# Section de texte
----------

Le village de Bil’in faisait partie de ces villages palestiniens en Cisjordanie qui avaient perdu d’immenses portions de leurs terres pour la construction du mur de ségrégation et d’apartheid ; le 15 avril 2004, l’armée israélienne avait émis l’ordre militaire n° 40/04/T, ordonnant la confiscation de 384 dunums de terres  de Bil’in et du village adjacent de Safa pour des raisons militaires, principalement la construction du mur de ségrégation. L’édification du mur de Ségrégation à Bil’in a commencé le 7 mars 2005, en se concentrant dans les parties occidentales du village. Selon l’étude conduite par le département GIS (geographical information system – système d’information géographique) d’ARIJ sur le tracé modifié du mur de ségrégation d’avril 2007, publié sur le site du ministère israélien de la Défense, le village de Bil’in avait perdu 1968 dunums de terres, isolées derrière le tracé du mur de ségrégation qui s’étend sur deux kilomètres à travers le village, le divisant en deux et le séparant de ses terres agricoles, situées dans les parties occidentales du village.

----------

# Jeu de données
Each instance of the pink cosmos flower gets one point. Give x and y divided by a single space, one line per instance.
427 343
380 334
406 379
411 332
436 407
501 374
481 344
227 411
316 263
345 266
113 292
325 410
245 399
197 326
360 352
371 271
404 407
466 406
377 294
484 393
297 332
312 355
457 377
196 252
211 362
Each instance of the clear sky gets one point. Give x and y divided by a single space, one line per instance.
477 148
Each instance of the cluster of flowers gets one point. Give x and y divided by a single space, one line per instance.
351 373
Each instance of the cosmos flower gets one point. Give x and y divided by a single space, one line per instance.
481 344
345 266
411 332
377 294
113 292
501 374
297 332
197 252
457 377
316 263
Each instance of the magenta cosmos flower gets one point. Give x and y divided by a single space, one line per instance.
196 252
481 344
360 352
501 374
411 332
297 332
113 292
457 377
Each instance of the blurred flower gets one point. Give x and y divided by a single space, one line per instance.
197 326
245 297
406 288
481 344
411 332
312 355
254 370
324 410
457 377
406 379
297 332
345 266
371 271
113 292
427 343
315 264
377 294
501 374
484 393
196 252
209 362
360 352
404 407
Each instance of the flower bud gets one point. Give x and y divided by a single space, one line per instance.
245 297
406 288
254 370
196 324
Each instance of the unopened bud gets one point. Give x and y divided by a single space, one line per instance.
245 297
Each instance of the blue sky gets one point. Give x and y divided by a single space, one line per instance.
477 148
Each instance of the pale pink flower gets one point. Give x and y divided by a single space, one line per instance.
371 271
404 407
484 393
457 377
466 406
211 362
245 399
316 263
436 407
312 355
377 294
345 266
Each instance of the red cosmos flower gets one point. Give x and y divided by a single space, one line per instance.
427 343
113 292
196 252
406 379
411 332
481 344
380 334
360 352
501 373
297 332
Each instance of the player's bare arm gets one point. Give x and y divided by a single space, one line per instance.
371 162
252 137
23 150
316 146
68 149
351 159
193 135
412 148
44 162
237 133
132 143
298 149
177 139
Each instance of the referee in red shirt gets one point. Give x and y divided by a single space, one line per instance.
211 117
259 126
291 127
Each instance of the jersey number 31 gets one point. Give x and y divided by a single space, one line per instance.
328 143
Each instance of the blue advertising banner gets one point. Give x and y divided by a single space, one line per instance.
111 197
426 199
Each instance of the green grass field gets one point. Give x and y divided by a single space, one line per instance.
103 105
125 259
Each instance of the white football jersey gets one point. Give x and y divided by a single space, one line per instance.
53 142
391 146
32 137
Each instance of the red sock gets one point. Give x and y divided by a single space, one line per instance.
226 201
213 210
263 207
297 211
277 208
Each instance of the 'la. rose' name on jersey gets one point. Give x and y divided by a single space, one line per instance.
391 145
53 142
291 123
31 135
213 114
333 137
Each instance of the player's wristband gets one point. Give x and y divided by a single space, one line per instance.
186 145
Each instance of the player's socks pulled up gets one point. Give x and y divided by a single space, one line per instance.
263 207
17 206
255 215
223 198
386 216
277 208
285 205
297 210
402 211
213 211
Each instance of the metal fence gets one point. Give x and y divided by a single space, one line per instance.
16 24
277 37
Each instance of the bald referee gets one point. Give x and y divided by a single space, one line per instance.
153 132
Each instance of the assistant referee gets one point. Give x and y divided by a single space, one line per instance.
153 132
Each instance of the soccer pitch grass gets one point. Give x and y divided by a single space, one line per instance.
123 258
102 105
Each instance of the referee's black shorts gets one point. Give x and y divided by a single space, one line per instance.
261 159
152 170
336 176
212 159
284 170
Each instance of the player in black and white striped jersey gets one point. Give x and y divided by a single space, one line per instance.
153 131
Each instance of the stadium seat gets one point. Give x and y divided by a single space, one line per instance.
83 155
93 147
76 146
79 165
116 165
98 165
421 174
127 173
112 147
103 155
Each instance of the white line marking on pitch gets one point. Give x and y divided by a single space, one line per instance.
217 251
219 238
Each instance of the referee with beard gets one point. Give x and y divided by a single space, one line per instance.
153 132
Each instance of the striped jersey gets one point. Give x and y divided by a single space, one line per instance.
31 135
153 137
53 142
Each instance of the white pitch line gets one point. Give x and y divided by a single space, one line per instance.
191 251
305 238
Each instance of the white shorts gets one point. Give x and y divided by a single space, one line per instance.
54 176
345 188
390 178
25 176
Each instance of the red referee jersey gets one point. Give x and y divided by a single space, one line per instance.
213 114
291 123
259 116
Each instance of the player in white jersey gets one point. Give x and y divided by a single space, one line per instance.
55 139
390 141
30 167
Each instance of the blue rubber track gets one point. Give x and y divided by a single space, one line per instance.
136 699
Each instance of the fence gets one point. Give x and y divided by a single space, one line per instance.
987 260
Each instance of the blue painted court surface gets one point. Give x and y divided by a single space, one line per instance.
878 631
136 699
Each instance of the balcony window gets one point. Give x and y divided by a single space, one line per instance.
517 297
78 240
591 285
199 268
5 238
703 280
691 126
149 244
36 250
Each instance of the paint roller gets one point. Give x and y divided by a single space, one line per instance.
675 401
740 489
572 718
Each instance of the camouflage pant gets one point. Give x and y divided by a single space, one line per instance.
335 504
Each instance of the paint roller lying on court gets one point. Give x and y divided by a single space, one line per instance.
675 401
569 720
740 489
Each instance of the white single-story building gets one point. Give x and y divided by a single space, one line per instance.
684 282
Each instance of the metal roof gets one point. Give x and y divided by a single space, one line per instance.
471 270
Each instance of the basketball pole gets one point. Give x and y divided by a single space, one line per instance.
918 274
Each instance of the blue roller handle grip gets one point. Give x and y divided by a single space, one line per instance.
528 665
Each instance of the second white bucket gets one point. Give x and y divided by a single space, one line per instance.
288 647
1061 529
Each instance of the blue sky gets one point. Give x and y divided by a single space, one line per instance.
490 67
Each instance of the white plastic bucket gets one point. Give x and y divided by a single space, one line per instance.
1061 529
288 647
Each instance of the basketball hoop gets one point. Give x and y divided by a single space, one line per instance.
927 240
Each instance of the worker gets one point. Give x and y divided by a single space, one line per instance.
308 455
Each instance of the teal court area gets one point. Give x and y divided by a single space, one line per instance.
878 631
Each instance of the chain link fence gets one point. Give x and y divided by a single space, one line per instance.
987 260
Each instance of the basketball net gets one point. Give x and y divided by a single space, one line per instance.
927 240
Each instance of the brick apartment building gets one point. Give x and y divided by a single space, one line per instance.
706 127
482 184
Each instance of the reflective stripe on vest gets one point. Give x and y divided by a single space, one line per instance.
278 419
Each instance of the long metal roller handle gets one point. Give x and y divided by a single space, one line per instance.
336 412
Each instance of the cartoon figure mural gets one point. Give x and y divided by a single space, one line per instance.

----------

# Objet de la tâche
Répondez aux questions suivantes d’après le texte sur Bil’in.
(a) Quel numéro porte l’ordre militaire émis par l’armée israélienne le 15 avril 2004 ?
(b) À quelle date l’édification du mur a-t-elle commencé à Bil’in ?
(c) Selon l’étude du département GIS d’ARIJ, combien de dunums de terres le village a-t-il perdus ?

# Réponse écrite
(a) L’ordre militaire porte le numéro 40/04/T.
(b) L’édification du mur a commencé le 7 mars 2005.
(c) Le village a perdu 1968 dunums de terres.